• SET TASK 1:
Give again the stretch of the patch review from "And ccing some" through "in the output.".
• SET TASK 2:
In the patch review, what does the reviewer say should be created instead of checking mFlags directly?

>> start SELECTED EXCERPT

So, anyway, I don't see complain about ISO-2022-JP emails. However, I also use UTF-8 for Japanese emails personally. In this case, the unexpected spaces are indeed a big problem. I guess I must not follow your comments in other bugs enough. Do you try to change ISO-2022-JP's email format too?


And ccing some other guys who are familiar with Japanese email manners.
Comment on attachment 8690636 [details] [diff] [review]
Proposed solution (v1)

>diff --git a/dom/base/nsIDocumentEncoder.idl b/dom/base/nsIDocumentEncoder.idl
>--- a/dom/base/nsIDocumentEncoder.idl
>+++ b/dom/base/nsIDocumentEncoder.idl
>@@ -236,16 +236,23 @@ interface nsIDocumentEncoder : nsISuppor
> 
>   /**
>    * Include ruby annotations and ruby parentheses in the output.
>    * PlainText output only.
>    */
>   const unsigned long OutputRubyAnnotation = (1 << 26);
> 
>   /**
>+   * Disallow breaking of long character strings. This is important
>+   * for serialising e-mail which contains CJK strings. These must

s/serialising/serializing ?

>+   * not be broken just as "normal" longs strings aren't briken.

s/briken/broken ??

>   // Only create a linebreaker if we will handle wrapping.
>-  if (MayWrap()) {
>+  if (MayWrap() && !(mFlags & nsIDocumentEncoder::OutputDisallowLineBreaking)) {

You should create a helper inline method which checks mFlags like MayWrap(). I saw a lot of simple mistakes checking flags directly, so, I really don't like this.

>diff --git a/dom/base/nsXMLContentSerializer.cpp b/dom/base/nsXMLContentSerializer.cpp
>--- a/dom/base/nsXMLContentSerializer.cpp
>+++ b/dom/base/nsXMLContentSerializer.cpp
>@@ -107,16 +107,18 @@ nsXMLContentSerializer::Init(uint32_t aF
>   }
> 
>   mDoRaw = !!(mFlags & nsIDocumentEncoder::OutputRaw);
> 
>   mDoFormat = (mFlags & nsIDocumentEncoder::OutputFormatted && !mDoRaw);
> 
>   mDoWrap = (mFlags & nsIDocumentEncoder::OutputWrap && !mDoRaw);
> 
>+  mAllowLineBreaking = !(mFlags & nsIDocumentEncoder::OutputDisallowLineBreaking);

I wonder, do you really need new bool member here? It looks like that inline method which checks mFlags is enough.

>diff --git a/dom/base/nsXMLContentSerializer.h b/dom/base/nsXMLContentSerializer.h
>--- a/dom/base/nsXMLContentSerializer.h
>+++ b/dom/base/nsXMLContentSerializer.h
>@@ -350,16 +350,19 @@ class nsXMLContentSerializer : public ns
> 
>   // true = no formatting,(OutputRaw flag)
>   // no newline convertion and no rewrap long lines even if OutputWrap is set.
>   bool mDoRaw;
> 
>   // true = wrapping should be done (OutputWrap flag)
>   bool mDoWrap;
> 
>+  // true = we can break lines (OutputDisallowLineBreaking flag)
>+  bool mAllowLineBreaking;
>+
>   // number of maximum column in a line, in the wrap mode
>   uint32_t   mMaxColumn;
> 
>   // current indent value
>   nsString   mIndent;

off topic, though... these order doesn't think the memory alignment... (not your fault and not need to fix it)

>> end SELECTED EXCERPT
>> start GIVEN ENTRIES

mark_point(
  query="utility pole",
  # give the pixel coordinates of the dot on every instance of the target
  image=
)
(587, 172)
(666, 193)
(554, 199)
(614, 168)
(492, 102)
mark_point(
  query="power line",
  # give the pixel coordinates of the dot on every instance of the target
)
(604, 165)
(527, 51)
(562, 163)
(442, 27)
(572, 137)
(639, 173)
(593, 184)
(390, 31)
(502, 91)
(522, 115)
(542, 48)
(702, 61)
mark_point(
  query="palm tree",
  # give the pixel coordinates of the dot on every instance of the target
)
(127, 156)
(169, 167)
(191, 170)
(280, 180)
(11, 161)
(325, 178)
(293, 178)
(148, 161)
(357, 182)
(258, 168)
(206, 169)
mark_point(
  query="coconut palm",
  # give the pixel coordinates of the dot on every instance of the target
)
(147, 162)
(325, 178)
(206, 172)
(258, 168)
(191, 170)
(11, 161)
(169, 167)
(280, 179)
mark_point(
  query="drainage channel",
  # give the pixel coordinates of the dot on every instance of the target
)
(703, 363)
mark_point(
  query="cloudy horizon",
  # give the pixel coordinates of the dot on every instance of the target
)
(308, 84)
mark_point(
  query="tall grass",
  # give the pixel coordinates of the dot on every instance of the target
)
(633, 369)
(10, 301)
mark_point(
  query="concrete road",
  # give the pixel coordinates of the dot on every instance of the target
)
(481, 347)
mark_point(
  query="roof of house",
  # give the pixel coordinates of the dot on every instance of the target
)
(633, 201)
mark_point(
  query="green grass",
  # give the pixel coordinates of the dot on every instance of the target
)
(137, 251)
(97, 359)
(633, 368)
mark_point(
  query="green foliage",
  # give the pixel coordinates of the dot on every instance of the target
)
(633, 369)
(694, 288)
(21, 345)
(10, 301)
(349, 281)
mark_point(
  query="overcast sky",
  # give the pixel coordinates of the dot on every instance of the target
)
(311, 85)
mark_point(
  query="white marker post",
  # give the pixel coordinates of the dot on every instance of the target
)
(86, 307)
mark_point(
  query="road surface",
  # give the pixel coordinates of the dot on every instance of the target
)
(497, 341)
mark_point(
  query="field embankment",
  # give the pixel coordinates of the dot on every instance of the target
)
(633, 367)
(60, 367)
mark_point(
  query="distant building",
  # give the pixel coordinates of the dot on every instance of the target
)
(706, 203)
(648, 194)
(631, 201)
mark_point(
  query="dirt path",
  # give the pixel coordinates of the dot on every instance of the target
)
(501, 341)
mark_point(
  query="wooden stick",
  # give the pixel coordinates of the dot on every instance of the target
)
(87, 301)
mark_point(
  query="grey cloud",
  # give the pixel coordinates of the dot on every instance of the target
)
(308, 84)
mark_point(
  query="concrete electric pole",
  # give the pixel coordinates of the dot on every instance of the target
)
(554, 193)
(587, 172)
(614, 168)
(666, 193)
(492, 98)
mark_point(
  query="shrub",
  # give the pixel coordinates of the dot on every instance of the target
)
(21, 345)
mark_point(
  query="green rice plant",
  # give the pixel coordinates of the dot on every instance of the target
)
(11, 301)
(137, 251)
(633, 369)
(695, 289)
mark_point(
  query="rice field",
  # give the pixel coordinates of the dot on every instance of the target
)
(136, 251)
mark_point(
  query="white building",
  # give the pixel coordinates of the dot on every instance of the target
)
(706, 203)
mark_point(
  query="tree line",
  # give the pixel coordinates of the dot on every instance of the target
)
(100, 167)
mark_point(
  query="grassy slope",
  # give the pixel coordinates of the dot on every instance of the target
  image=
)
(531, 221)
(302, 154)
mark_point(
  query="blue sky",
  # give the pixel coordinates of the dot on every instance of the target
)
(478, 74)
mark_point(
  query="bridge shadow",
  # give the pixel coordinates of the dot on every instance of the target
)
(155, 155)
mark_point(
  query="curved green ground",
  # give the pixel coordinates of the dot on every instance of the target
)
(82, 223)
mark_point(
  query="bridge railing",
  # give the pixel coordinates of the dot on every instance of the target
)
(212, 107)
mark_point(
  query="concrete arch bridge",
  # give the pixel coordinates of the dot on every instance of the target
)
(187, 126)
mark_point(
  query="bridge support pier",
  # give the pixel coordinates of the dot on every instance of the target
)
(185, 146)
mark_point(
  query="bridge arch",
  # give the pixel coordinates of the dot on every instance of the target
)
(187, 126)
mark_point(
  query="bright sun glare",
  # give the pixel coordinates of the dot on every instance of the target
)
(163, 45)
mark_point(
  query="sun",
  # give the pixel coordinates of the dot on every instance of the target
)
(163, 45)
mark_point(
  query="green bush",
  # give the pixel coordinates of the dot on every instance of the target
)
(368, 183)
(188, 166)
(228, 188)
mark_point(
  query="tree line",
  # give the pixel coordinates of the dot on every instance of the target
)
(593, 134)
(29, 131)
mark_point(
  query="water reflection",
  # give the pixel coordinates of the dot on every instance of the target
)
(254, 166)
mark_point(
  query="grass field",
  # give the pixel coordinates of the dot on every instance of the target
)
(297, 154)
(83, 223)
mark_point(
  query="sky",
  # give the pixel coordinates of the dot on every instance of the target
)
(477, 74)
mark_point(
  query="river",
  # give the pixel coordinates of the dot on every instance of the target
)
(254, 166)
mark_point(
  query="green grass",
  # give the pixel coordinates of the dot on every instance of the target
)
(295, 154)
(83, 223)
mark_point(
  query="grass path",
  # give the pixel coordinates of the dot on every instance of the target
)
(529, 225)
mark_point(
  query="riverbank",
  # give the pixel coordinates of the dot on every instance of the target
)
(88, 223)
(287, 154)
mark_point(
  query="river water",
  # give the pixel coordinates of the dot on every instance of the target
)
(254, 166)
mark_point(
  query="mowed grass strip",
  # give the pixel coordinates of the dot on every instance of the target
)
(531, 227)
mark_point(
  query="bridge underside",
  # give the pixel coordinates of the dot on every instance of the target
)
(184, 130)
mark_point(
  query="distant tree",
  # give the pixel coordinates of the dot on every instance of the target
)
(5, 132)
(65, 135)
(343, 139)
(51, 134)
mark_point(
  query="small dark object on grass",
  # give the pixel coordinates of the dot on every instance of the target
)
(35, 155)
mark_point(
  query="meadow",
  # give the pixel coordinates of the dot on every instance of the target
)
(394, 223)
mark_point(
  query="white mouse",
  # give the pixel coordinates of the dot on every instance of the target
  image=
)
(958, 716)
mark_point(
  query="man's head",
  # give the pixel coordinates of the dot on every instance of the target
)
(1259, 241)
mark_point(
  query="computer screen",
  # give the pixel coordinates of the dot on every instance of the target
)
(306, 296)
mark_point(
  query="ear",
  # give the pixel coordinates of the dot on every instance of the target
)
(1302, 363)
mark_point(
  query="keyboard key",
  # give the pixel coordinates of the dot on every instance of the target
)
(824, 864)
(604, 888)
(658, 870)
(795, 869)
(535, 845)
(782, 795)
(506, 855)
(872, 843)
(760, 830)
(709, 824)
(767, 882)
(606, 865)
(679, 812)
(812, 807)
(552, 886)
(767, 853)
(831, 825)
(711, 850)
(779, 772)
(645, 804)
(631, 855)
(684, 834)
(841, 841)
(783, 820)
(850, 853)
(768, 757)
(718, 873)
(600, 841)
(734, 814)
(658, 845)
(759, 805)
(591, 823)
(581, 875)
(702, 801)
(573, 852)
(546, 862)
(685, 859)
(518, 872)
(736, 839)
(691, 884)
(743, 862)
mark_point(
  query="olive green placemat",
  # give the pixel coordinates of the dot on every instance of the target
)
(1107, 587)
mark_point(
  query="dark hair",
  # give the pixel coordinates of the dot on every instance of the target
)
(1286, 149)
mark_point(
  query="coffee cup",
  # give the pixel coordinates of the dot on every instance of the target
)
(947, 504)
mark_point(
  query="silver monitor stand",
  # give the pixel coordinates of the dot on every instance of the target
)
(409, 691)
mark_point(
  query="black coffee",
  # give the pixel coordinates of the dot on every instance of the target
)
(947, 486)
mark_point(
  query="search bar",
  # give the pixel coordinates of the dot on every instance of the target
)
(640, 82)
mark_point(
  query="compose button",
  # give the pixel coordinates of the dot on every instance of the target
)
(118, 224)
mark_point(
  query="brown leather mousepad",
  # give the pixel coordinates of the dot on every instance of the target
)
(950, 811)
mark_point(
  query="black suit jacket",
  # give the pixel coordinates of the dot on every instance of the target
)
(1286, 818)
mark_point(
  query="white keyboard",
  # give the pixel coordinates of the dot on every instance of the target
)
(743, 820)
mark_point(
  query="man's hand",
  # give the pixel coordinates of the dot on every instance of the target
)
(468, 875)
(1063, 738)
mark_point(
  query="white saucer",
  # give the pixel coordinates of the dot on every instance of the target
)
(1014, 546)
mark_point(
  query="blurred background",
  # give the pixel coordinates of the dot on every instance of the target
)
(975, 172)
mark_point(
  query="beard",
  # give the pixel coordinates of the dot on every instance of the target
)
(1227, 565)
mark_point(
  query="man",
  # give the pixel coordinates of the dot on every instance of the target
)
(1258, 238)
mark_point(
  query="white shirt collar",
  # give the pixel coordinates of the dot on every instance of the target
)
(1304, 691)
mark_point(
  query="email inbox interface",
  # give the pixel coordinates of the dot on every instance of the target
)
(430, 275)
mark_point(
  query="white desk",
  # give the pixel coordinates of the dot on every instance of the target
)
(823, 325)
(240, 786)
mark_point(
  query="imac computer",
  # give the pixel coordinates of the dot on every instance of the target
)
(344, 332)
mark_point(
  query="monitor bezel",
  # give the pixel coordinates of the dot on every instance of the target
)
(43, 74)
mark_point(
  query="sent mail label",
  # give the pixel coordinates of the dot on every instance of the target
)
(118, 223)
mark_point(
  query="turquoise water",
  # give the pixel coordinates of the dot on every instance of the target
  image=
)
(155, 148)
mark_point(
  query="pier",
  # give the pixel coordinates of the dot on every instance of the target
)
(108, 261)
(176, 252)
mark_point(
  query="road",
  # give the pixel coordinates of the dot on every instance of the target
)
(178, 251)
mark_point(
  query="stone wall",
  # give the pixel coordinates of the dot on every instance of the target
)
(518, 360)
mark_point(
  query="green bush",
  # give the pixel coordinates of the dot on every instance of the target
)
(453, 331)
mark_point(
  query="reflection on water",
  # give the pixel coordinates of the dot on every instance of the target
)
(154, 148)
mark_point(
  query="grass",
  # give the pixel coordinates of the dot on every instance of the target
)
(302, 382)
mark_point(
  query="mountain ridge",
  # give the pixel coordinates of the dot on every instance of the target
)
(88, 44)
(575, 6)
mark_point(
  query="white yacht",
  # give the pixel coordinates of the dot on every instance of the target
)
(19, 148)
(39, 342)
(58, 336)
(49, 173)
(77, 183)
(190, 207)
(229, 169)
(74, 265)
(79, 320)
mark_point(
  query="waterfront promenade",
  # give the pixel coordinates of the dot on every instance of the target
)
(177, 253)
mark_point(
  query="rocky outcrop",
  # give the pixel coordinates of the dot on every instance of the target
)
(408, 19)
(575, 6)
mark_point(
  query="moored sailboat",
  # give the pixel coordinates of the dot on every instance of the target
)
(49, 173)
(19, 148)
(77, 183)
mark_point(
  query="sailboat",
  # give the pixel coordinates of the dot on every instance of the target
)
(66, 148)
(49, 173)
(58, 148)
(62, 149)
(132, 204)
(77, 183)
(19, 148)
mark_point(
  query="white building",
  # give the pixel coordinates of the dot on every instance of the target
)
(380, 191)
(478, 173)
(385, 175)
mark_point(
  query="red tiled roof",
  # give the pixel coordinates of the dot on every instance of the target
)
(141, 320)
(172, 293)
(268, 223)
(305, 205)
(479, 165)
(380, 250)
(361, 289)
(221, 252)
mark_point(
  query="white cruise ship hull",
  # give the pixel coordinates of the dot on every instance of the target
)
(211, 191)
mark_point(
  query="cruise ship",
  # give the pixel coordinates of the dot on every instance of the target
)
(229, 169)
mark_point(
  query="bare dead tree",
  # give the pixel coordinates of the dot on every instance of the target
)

>> end GIVEN ENTRIES

• RESPONSE 1:
And ccing some other guys who are familiar with Japanese email manners.
Comment on attachment 8690636 [details] [diff] [review]
Proposed solution (v1)

>diff --git a/dom/base/nsIDocumentEncoder.idl b/dom/base/nsIDocumentEncoder.idl
>--- a/dom/base/nsIDocumentEncoder.idl
>+++ b/dom/base/nsIDocumentEncoder.idl
>@@ -236,16 +236,23 @@ interface nsIDocumentEncoder : nsISuppor
> 
>   /**
>    * Include ruby annotations and ruby parentheses in the output.

• RESPONSE 2:
A helper inline method that checks mFlags, like MayWrap().